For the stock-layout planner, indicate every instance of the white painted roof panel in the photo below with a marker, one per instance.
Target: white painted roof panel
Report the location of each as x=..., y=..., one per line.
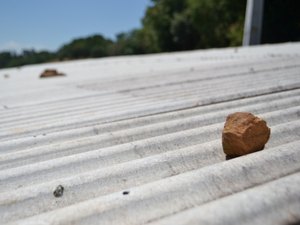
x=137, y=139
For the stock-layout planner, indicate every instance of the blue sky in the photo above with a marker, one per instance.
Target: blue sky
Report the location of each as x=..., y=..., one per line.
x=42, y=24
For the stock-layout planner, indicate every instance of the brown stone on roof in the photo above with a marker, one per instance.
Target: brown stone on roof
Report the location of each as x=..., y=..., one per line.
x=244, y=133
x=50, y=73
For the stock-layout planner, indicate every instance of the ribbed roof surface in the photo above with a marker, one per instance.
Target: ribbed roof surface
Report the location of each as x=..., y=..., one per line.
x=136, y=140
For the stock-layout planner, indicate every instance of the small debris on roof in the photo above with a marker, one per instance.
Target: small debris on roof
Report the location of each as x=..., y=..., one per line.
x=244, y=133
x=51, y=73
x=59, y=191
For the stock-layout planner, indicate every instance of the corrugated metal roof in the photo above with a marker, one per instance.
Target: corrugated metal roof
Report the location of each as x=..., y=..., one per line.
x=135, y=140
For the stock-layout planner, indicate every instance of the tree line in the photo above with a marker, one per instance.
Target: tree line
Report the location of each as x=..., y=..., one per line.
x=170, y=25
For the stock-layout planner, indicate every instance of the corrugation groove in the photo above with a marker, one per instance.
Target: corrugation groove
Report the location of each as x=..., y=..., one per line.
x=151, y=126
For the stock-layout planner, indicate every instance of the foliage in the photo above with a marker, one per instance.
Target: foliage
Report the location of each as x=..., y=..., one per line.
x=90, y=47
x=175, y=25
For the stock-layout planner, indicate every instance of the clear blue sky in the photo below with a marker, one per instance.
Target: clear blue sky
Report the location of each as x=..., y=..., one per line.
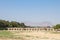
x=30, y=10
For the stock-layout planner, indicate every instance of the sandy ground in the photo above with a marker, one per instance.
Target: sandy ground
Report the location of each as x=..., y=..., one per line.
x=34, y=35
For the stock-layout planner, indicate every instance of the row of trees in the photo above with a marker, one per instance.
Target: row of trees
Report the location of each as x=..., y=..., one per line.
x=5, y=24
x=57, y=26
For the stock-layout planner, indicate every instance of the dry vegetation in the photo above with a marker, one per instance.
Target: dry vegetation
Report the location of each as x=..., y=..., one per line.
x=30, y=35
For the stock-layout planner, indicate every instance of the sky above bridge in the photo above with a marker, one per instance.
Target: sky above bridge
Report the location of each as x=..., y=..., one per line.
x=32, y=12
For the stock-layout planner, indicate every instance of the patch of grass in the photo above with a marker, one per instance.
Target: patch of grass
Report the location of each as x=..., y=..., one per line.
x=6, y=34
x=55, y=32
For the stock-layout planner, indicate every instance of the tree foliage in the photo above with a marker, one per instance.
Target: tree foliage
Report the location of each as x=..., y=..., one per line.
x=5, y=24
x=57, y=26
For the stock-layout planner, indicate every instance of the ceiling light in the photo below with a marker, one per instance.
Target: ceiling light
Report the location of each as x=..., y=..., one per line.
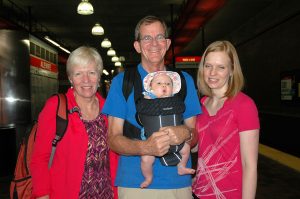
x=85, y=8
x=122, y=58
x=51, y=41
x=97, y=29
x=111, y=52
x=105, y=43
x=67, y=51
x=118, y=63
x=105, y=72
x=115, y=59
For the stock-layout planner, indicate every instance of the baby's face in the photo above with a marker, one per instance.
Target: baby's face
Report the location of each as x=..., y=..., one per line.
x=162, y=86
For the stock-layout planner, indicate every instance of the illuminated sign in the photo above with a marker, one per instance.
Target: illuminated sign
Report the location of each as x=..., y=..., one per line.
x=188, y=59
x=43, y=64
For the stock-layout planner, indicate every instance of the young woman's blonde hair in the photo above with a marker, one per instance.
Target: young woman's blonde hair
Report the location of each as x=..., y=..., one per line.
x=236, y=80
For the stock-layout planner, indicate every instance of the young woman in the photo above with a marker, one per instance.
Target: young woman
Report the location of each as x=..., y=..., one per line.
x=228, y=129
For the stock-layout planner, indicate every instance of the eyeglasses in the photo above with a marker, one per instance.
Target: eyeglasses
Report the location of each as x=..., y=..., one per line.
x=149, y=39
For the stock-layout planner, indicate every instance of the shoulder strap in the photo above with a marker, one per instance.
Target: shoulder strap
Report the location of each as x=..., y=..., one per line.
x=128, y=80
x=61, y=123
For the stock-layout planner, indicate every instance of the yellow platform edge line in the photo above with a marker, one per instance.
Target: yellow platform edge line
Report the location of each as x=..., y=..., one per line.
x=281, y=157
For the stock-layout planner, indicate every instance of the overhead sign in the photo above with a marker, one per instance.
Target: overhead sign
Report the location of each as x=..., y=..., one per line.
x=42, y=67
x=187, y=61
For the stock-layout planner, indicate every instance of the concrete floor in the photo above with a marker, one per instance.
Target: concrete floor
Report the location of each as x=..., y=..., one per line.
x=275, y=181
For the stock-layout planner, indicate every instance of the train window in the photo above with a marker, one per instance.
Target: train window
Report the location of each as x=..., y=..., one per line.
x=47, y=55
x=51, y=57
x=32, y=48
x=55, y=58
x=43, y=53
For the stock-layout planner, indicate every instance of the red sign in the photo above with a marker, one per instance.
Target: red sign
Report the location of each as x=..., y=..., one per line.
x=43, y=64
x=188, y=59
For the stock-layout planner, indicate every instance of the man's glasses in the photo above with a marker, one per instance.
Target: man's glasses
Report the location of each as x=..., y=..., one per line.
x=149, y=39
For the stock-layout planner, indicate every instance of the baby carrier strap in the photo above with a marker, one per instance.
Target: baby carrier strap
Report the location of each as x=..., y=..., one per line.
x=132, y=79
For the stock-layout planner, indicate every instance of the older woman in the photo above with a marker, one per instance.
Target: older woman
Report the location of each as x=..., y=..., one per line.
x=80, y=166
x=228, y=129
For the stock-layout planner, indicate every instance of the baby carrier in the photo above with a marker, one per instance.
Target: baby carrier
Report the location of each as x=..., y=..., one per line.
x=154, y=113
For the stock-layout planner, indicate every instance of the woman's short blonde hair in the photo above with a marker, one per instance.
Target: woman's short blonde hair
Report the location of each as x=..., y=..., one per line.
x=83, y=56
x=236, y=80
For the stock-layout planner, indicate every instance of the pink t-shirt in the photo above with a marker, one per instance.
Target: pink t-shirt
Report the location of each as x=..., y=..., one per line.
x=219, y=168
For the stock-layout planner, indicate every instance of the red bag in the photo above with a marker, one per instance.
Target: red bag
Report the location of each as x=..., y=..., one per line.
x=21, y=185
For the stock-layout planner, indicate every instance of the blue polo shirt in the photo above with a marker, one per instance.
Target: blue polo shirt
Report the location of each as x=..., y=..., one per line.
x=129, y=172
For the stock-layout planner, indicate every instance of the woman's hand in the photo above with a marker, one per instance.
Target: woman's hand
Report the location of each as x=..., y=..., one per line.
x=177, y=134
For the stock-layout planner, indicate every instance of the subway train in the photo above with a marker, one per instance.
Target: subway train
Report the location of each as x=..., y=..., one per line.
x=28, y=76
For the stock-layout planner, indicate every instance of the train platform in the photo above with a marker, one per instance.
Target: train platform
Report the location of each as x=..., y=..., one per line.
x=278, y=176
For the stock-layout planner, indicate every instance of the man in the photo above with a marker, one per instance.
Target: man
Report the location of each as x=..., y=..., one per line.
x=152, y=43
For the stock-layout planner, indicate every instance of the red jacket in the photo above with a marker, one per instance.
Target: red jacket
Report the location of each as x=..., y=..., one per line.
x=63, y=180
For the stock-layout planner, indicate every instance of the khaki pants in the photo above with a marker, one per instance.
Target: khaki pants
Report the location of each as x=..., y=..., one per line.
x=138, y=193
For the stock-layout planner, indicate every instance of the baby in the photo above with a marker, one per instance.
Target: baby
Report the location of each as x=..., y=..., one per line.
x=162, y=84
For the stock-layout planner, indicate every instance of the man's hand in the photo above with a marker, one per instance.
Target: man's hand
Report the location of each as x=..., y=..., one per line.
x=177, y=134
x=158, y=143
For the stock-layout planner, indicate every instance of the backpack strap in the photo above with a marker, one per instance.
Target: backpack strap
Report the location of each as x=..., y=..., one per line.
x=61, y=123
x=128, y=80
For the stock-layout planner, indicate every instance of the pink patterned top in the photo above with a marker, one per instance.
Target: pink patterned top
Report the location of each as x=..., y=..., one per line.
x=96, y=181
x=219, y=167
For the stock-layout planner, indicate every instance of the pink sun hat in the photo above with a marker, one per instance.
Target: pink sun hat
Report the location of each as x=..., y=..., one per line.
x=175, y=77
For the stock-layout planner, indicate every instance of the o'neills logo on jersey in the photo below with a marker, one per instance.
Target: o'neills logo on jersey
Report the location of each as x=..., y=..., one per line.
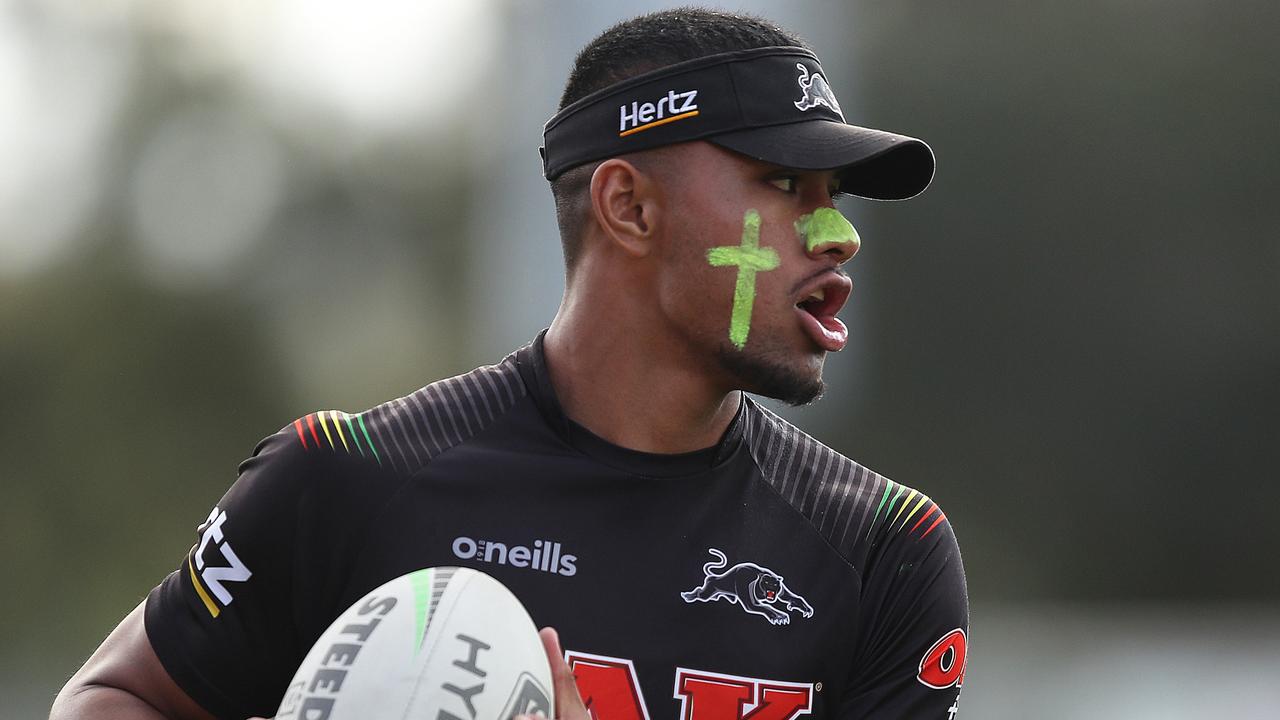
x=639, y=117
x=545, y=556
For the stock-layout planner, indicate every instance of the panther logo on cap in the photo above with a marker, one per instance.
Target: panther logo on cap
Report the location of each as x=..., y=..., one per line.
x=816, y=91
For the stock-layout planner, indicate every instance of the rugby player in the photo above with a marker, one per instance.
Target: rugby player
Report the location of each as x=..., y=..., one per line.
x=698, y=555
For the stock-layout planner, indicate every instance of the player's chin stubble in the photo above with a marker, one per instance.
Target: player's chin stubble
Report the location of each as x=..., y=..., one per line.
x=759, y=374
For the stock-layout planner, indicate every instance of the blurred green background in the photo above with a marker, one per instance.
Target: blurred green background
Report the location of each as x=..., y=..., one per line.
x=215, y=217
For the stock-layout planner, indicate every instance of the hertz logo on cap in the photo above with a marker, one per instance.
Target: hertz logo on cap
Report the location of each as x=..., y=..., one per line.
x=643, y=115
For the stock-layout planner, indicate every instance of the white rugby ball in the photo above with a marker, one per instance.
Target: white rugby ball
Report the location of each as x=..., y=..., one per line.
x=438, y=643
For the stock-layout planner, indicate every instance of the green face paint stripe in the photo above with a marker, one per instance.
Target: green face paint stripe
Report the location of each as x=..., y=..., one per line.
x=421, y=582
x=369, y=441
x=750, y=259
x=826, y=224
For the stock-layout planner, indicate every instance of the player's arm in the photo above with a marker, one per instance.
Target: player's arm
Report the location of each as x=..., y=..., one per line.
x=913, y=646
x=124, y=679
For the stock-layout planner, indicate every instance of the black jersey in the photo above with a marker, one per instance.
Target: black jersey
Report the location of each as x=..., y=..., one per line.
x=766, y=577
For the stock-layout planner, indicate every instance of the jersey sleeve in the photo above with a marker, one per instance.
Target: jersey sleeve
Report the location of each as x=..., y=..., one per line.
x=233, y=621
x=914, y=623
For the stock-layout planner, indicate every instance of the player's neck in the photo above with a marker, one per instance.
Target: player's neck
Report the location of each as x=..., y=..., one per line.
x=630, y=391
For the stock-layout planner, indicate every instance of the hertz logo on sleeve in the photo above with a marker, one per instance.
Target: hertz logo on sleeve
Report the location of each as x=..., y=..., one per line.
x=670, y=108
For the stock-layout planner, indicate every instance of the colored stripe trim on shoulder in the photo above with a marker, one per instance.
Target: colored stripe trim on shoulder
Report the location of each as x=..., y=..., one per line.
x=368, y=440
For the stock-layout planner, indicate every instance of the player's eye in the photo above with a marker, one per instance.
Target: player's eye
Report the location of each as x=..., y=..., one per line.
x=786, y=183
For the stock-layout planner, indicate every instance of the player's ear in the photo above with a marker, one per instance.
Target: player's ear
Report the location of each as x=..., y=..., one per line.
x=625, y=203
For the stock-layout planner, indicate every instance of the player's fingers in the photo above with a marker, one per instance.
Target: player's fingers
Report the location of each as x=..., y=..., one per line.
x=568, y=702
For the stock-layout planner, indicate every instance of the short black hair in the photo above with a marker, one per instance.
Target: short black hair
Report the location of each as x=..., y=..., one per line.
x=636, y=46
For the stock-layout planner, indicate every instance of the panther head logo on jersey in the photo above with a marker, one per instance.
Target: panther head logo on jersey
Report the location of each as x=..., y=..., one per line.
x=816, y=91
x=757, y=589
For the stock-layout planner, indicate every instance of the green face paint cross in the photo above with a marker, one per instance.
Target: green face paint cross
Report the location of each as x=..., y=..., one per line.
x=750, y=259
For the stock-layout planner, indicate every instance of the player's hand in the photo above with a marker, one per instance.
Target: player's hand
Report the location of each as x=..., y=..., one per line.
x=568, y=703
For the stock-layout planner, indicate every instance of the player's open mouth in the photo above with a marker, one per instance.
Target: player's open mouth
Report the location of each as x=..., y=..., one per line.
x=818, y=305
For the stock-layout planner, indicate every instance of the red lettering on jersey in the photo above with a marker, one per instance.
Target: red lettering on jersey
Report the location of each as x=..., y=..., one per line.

────

Task statement: Copy the records above from the line with "the player's ear" up to and including the line with "x=818, y=305", swapping "short black hair" for "short dark hair" and leaving everything else unchanged.

Result of the task:
For the stock-layout planner, indicate every instance of the player's ear in the photo above with a marker, one per instance.
Target: player's ear
Report the location of each as x=..., y=..., one per line.
x=625, y=203
For the stock-layout planner, indicate every instance of the player's fingers in the photo above with a marker, one per instance.
Target: player's fingers
Report the location of each as x=..., y=..., one per line.
x=568, y=702
For the stock-layout planner, indicate every instance of the short dark hair in the photo above with a marker, one per instance.
Target: short dark hair
Report the location of each as x=..., y=..., one per line.
x=636, y=46
For the stock-layout planner, indicate every instance of the panther head logo on jersey in the photo above with a marker, one per instance.
Target: panther head logo on jersey
Report the location of each as x=..., y=..., one per line.
x=816, y=91
x=757, y=589
For the stock-layout planner, indicate every instance of the green face paint cross in the photo above with a marker, one per instance.
Target: green face paint cross
Report the location of each as x=..., y=..., one per line.
x=750, y=259
For the stock-layout planner, indicate every instance of the player's hand in the photo above with a marker, one per instance.
Target: player's hand
Report the location of each as x=..., y=..., one per line.
x=568, y=703
For the stock-layout planner, indicate every instance of the player's open mouth in the photo above with a marker, one per instance.
Target: player's open mouth
Report the location of each as x=..., y=..., one per line.
x=818, y=305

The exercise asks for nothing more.